> Work instruction: Though the records contain pictures, copy none of them; repeat exactly the lines from the one with "[129, 1068]" to the end.

Stored items
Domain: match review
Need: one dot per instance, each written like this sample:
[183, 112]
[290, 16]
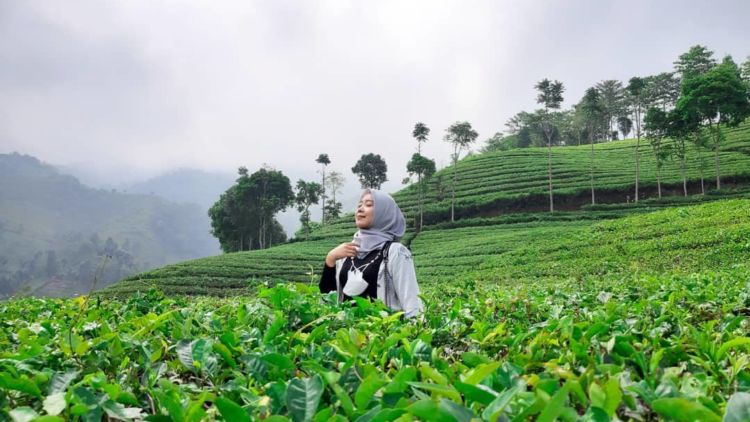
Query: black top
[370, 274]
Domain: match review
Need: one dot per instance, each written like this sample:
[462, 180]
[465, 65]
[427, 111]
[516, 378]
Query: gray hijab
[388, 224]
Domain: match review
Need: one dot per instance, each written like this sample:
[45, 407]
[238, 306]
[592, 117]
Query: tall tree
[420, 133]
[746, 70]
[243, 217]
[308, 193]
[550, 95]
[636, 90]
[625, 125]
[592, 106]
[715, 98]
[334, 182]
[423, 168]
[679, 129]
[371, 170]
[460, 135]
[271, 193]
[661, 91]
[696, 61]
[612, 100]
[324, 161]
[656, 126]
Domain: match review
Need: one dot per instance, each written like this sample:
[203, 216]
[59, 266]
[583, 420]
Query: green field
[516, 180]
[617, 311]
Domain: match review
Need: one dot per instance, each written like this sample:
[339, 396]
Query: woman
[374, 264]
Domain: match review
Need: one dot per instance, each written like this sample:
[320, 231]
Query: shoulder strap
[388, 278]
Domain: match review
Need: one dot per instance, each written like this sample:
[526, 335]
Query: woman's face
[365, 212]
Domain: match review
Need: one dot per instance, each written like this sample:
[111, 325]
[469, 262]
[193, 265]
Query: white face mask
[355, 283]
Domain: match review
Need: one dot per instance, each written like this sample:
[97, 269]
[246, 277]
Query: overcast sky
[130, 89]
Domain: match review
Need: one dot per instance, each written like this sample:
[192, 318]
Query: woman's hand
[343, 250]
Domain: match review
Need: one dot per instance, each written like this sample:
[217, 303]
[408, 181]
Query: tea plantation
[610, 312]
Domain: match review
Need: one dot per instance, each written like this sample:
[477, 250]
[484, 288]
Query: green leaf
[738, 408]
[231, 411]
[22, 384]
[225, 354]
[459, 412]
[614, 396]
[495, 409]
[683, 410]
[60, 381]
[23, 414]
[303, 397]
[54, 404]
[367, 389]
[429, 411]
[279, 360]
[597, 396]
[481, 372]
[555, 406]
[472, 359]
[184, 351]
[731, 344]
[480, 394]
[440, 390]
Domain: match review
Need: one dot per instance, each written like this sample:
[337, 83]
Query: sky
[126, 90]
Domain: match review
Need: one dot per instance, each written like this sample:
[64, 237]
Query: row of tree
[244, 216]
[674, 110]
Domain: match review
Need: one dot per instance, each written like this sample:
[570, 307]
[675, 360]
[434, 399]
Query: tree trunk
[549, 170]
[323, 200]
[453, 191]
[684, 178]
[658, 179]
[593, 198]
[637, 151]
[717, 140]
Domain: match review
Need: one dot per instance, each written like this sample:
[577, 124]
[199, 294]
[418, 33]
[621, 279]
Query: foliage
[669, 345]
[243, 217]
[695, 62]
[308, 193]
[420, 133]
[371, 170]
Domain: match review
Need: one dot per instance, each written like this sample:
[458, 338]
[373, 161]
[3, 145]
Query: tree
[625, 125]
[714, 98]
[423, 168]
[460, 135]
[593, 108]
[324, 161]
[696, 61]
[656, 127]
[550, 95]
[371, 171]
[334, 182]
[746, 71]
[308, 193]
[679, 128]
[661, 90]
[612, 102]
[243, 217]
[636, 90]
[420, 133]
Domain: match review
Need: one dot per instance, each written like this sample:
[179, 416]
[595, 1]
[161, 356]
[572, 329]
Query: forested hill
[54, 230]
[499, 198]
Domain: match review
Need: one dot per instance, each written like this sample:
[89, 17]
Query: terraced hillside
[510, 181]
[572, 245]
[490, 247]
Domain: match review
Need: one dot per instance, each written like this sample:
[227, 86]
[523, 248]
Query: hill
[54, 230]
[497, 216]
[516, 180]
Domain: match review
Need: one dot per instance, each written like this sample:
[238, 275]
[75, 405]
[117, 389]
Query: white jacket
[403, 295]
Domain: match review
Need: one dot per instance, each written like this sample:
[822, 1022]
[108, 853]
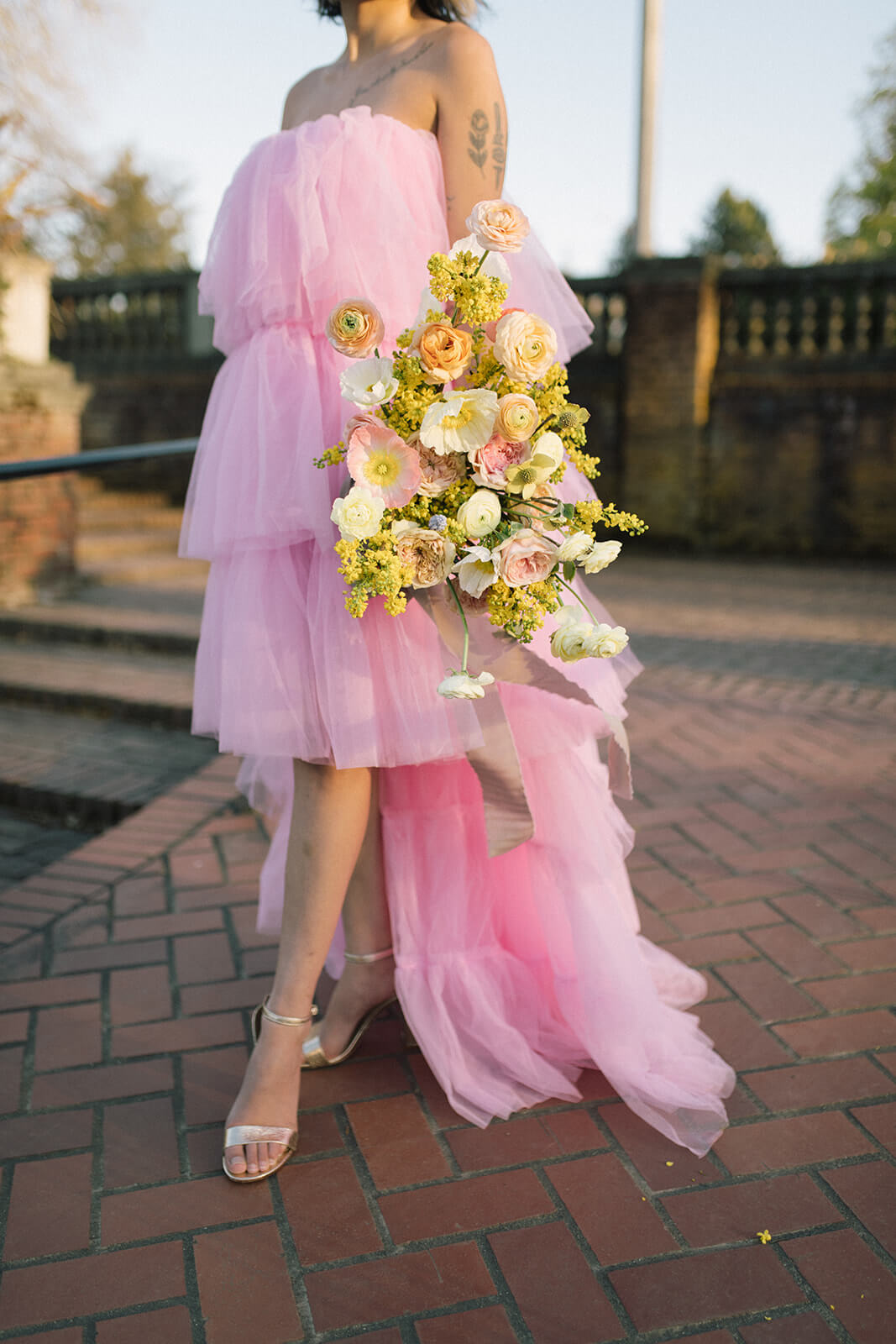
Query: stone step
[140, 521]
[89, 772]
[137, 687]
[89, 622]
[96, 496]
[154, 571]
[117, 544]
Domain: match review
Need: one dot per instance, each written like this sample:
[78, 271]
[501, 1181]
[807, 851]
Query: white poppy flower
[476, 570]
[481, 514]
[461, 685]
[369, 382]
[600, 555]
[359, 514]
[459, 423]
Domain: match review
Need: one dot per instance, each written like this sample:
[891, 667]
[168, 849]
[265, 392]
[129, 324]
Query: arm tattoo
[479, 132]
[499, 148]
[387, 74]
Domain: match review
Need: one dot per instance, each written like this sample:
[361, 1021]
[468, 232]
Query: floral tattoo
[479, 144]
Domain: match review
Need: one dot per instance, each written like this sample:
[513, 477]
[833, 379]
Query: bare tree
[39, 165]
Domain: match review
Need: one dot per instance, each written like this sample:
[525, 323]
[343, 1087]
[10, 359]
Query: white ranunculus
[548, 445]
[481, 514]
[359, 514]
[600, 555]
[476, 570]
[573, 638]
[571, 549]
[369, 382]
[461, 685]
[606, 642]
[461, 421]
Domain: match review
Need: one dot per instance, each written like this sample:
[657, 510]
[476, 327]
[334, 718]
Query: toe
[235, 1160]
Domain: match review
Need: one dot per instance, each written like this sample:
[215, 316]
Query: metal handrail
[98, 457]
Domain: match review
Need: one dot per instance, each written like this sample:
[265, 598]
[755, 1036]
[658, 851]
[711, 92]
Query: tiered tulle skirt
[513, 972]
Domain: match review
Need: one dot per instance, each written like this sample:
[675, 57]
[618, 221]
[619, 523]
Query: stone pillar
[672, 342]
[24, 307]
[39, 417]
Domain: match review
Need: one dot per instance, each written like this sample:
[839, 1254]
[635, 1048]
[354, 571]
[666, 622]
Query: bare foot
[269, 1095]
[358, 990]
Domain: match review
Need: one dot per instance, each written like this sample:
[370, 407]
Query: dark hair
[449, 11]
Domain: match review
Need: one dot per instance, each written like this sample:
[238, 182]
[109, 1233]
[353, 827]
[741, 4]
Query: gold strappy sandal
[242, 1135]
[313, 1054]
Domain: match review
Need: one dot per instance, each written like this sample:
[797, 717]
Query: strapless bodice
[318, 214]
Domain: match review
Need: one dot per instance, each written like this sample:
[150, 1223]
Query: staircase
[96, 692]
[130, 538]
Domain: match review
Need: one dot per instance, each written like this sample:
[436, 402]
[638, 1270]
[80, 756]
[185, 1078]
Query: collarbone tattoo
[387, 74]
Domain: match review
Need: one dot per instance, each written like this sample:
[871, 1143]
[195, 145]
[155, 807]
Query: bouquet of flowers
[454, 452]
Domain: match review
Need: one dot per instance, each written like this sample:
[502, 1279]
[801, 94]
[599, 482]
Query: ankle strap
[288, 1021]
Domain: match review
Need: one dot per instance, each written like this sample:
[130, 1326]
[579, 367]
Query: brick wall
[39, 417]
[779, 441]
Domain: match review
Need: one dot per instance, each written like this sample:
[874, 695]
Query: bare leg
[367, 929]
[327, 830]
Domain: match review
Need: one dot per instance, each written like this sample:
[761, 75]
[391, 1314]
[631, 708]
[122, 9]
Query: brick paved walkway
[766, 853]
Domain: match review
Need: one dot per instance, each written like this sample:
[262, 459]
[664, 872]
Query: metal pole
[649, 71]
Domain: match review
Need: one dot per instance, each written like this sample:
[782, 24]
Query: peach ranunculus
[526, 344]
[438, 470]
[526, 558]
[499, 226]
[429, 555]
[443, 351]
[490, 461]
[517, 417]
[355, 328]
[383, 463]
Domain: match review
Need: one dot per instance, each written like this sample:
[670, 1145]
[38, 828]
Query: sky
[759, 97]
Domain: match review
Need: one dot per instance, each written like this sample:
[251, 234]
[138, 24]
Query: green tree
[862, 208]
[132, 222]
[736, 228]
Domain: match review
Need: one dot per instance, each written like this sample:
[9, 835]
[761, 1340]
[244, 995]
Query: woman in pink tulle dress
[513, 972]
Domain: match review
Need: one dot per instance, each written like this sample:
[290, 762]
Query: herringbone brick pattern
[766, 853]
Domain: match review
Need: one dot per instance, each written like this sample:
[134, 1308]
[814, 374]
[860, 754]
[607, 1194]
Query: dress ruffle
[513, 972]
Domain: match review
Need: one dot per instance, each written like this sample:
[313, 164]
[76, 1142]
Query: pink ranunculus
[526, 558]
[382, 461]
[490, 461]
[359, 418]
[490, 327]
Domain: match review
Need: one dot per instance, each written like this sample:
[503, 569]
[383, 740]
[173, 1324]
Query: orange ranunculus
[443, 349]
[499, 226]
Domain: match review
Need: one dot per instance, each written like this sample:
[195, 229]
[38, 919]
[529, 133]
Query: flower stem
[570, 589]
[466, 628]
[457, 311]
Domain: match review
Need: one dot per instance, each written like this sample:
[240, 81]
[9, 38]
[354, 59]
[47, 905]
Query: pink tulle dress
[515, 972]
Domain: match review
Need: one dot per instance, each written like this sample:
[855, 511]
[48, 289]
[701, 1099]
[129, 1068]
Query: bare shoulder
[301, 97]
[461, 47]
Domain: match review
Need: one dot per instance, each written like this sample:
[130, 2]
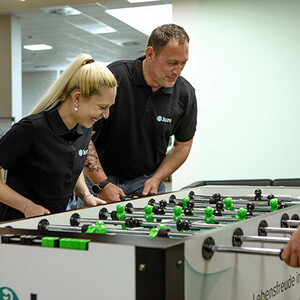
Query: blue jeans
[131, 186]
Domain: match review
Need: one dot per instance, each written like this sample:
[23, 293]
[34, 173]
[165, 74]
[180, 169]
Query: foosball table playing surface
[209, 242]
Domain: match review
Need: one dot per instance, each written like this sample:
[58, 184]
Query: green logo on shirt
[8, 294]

> Response:
[129, 1068]
Query: bare shoulder
[301, 97]
[461, 47]
Domain: match review
Need: one dot per instance, each written like this sample:
[130, 2]
Query: blue jeans
[131, 186]
Domain: match review
Need: one dot per instance, each written like this sample:
[23, 293]
[34, 173]
[165, 74]
[180, 169]
Query: foosball table playing surface
[209, 242]
Domain: match review
Need: one dot per instance, each written like this sample:
[58, 184]
Query: green logo on shirt
[8, 294]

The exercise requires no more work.